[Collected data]
———
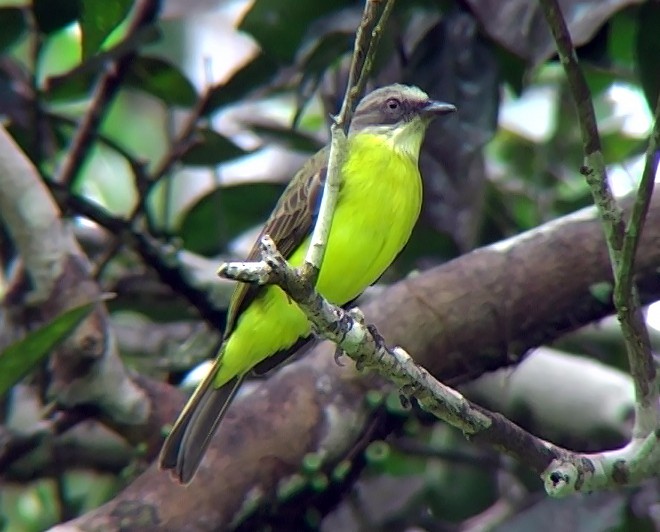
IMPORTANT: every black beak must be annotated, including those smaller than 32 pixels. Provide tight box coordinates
[420,100,456,118]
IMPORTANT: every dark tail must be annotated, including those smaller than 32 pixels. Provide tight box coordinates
[160,362,244,484]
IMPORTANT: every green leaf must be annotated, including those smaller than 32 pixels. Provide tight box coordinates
[239,0,349,63]
[32,0,80,34]
[179,183,284,255]
[204,54,277,114]
[181,128,247,166]
[44,26,160,101]
[0,7,27,52]
[126,56,197,107]
[636,2,660,109]
[250,124,323,153]
[80,0,133,59]
[0,302,96,397]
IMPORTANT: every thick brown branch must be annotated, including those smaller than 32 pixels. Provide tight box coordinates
[58,194,660,530]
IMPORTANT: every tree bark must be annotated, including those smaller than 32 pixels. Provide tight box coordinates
[53,193,660,531]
———
Please copy the records above word for word, leaving out the pictures.

> _Final result_
IMPORTANT: every black beak must be annotated, including those smaller than 32 pixels. Provide tight box coordinates
[420,100,456,118]
IMPORTANT: every dark tail must be annotated, including those smaller than 32 pixels. Provide tight box coordinates
[160,362,244,484]
IMPORTANT: every green leaf must be annotated, including those smaller than 32 pixels. Provide tight box coordinates
[239,0,349,63]
[32,0,80,34]
[179,183,284,255]
[204,54,277,114]
[181,128,247,166]
[44,26,160,101]
[0,7,27,52]
[126,56,197,107]
[636,2,660,109]
[250,124,323,153]
[80,0,133,59]
[0,302,96,397]
IMPORTANT: every thick brown branch must be annotated, including those smaller than 32 pixels. Provide tight box coordinates
[58,194,660,530]
IMPORTANT: every tree bark must be annotated, including those smaller than 32 pixels. Provide tight box coordinates
[53,193,660,531]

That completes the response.